*** Data to examine Section Begins ***

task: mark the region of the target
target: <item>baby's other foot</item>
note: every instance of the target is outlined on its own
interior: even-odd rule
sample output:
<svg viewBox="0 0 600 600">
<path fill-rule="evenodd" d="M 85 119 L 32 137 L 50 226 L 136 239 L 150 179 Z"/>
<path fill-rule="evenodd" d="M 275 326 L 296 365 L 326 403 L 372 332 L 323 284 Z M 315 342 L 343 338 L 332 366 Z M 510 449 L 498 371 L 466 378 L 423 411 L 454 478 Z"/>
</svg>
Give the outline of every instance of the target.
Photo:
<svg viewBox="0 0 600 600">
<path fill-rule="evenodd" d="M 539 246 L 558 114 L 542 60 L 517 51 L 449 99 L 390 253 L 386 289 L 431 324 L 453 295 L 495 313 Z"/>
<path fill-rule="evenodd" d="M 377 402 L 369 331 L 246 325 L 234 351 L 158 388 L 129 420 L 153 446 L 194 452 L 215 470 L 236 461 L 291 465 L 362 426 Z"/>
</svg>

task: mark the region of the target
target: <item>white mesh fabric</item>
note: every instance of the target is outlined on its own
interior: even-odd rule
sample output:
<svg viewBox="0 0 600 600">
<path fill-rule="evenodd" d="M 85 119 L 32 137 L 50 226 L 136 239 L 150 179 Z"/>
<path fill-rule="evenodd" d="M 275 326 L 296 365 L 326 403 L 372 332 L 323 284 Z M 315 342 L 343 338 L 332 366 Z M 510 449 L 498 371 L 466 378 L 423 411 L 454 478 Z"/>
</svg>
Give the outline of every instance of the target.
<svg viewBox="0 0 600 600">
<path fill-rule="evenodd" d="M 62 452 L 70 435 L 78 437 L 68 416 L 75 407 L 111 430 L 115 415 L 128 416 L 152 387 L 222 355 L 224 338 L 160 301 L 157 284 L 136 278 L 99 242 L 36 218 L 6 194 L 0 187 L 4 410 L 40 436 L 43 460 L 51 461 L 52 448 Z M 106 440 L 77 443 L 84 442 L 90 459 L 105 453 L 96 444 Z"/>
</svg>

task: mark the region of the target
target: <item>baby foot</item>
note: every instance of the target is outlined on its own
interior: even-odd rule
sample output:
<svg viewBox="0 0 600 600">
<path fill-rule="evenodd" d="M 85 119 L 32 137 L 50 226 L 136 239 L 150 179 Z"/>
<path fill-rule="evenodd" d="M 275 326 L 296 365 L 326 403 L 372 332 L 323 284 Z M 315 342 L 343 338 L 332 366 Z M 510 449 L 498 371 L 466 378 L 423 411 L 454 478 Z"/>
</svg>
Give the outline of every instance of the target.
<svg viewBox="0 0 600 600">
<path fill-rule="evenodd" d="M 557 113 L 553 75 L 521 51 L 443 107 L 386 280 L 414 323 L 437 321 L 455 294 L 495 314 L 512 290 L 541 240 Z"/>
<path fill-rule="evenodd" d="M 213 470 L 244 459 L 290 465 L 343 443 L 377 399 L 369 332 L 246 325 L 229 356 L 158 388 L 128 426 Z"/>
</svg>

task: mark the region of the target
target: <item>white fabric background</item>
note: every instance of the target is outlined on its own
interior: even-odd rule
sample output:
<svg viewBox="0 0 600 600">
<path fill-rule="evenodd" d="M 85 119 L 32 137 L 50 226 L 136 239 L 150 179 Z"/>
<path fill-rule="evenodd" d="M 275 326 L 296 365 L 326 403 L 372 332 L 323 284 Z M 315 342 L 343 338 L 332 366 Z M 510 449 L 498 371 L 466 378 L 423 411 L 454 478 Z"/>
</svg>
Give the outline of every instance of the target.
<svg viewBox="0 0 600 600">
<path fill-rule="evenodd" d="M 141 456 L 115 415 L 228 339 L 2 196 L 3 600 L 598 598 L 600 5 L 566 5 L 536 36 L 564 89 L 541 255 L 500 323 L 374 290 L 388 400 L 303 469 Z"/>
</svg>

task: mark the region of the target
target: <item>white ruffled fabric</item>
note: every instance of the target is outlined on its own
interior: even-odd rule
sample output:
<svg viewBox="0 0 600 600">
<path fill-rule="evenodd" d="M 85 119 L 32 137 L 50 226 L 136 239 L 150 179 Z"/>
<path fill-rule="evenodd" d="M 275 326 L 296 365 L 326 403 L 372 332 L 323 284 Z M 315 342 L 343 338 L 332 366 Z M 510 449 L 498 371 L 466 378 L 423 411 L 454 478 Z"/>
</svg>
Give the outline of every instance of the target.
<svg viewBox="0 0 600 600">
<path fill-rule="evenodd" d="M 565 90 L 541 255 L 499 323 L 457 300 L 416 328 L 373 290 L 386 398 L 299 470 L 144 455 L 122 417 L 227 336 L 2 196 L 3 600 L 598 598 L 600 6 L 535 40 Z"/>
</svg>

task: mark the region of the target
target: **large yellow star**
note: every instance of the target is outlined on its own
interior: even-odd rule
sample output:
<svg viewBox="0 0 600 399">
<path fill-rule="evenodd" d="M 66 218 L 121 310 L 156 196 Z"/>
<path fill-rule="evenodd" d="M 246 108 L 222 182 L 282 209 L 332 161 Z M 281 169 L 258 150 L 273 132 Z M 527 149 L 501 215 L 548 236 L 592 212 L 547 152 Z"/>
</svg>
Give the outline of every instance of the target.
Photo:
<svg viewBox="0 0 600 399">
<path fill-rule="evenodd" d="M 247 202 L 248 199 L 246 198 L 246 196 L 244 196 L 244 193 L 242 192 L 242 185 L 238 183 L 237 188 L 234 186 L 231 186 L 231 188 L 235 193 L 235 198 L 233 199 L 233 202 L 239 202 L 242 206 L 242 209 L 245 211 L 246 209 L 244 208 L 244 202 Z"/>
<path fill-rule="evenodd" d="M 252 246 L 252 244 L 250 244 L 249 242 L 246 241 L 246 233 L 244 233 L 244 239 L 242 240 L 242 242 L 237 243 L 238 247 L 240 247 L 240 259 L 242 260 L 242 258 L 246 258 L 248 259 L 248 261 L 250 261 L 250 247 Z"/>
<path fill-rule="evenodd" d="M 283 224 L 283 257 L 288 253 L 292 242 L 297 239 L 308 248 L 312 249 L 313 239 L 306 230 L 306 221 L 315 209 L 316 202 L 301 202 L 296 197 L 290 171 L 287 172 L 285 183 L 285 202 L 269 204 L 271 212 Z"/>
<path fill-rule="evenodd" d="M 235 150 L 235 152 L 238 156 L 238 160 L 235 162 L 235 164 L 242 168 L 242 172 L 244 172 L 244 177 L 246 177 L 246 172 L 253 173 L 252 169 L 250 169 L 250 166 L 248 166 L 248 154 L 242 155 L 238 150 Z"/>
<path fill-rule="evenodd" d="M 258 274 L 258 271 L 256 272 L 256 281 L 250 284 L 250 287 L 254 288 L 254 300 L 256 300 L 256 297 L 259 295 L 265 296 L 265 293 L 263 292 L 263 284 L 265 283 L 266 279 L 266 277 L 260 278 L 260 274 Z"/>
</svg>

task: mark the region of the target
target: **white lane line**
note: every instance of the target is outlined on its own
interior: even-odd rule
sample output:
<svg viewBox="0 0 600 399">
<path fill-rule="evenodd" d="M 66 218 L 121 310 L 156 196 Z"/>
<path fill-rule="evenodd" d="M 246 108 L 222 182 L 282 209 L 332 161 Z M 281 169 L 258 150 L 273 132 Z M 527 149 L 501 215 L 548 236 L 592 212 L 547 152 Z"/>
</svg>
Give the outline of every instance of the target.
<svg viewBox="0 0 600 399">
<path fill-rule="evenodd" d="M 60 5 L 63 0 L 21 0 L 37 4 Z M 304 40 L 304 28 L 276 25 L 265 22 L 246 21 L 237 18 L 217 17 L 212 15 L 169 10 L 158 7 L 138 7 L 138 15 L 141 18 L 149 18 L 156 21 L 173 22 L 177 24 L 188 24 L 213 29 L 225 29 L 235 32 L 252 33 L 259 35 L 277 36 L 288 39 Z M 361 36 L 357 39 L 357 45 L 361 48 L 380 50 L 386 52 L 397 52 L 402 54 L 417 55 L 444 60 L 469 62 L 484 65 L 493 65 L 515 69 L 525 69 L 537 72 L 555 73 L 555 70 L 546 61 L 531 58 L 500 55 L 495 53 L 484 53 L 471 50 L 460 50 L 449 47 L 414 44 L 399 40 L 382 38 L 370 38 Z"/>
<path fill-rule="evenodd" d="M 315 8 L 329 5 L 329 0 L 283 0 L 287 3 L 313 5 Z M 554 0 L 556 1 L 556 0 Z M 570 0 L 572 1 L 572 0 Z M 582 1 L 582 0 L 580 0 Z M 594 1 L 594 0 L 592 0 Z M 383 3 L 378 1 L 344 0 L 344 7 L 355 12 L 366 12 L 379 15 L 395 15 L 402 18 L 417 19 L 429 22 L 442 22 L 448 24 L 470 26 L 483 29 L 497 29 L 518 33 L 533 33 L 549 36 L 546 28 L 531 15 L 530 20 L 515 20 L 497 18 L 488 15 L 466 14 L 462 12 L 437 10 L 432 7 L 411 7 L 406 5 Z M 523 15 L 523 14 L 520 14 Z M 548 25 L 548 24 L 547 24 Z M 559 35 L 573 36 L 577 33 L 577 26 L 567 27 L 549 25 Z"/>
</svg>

*** Data to examine Section Ends ***

> What you should do
Look for the word "fabric" in the data, then return every line that contains it.

> Task result
target: <item>white mesh fabric</item>
target: <item>white fabric background</item>
target: <item>white ruffled fabric</item>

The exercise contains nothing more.